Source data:
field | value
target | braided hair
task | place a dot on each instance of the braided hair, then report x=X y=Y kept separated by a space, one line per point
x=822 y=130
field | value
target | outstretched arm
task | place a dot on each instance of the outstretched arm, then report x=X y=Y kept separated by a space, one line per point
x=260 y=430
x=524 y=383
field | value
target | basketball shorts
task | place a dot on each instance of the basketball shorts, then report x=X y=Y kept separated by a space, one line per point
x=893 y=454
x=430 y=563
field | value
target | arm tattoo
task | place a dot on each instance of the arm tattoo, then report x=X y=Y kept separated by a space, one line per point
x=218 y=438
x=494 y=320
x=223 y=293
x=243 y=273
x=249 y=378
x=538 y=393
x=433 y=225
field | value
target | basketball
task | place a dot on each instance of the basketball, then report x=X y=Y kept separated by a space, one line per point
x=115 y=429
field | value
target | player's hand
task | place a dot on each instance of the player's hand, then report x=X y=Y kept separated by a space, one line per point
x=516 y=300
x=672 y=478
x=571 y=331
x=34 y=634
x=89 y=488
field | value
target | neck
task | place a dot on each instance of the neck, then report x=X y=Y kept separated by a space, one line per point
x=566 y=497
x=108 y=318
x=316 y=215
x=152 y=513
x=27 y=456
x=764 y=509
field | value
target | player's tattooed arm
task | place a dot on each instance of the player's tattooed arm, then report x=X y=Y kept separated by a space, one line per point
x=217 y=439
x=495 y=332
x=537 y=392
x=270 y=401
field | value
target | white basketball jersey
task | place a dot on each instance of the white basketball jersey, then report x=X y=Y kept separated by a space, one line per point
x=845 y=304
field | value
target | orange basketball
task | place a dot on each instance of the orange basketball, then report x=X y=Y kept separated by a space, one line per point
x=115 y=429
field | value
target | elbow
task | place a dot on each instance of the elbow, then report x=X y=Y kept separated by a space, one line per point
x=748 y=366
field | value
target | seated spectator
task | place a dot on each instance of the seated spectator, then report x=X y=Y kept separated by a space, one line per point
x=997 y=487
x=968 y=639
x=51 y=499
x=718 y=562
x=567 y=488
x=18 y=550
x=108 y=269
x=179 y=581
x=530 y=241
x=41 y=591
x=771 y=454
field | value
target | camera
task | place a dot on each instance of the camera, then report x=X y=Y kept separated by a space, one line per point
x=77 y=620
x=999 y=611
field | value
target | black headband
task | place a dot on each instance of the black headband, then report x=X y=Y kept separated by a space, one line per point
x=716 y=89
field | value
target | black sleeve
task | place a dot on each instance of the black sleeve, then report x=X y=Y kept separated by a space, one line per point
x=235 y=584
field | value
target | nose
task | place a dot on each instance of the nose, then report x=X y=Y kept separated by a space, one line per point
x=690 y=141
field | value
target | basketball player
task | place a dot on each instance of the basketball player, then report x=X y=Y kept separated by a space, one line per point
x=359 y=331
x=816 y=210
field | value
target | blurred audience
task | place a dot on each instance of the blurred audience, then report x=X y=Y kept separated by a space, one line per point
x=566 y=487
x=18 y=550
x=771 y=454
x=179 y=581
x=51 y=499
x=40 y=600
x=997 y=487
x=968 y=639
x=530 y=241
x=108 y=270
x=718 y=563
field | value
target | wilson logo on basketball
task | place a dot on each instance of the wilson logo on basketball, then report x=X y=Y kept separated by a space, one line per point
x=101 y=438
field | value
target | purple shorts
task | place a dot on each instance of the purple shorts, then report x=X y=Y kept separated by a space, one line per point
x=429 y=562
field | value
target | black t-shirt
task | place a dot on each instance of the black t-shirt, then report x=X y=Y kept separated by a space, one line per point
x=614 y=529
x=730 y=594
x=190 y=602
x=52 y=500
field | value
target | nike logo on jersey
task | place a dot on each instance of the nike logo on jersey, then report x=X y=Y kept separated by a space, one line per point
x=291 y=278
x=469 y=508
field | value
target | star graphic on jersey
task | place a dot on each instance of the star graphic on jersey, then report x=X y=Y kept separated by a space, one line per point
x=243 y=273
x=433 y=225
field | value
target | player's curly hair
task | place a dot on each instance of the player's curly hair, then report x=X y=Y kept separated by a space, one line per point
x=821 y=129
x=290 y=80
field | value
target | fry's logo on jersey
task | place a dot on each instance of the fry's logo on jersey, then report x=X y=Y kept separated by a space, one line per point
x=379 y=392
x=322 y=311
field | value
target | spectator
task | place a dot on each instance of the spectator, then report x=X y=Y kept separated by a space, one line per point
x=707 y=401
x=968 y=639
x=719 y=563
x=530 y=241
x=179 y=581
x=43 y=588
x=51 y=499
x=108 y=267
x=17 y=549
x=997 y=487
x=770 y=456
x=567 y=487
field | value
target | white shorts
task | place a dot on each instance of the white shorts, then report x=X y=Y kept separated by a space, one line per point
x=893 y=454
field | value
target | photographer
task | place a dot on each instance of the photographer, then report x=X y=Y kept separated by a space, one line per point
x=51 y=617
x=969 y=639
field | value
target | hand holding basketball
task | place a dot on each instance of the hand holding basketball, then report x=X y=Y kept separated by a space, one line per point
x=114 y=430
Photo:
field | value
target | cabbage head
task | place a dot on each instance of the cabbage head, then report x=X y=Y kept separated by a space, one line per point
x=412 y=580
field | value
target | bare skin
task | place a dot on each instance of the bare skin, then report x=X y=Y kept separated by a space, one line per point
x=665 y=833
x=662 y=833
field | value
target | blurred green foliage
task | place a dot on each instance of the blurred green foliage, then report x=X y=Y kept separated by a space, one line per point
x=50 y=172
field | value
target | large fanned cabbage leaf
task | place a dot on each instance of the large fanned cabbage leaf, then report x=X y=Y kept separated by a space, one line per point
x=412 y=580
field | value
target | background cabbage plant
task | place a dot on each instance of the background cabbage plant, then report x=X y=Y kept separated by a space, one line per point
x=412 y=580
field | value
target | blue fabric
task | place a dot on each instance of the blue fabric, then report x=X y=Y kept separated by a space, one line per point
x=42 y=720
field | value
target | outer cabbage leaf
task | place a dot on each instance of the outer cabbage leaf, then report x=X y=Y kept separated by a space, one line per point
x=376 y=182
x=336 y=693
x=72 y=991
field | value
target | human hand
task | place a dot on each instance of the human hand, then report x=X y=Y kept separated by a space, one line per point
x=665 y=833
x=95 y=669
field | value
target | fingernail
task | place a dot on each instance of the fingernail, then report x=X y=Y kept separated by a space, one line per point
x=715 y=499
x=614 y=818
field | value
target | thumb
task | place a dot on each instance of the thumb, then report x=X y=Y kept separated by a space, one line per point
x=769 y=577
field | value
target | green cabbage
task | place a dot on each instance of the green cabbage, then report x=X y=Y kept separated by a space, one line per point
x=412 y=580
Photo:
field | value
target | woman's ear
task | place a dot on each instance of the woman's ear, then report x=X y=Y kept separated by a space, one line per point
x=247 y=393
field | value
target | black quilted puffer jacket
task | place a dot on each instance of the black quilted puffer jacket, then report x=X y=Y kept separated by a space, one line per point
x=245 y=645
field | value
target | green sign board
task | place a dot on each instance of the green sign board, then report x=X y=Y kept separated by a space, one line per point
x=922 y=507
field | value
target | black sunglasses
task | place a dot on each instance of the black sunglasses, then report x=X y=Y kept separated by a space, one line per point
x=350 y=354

What you have to do:
Copy out the rows from the start of the source data through the line containing "x=524 y=383", requests included, and shift each point by adding 100 to every x and y coordinate in the answers.

The result:
field | value
target | braided hair
task | place a dot on each instance of the braided hair, then report x=X y=Y kept separated by a space, one line per point
x=922 y=230
field | value
target | outstretched arm
task | place a dot on each instance of the outstretched arm, then report x=X y=Y kept separated by a space, one line per point
x=360 y=530
x=624 y=483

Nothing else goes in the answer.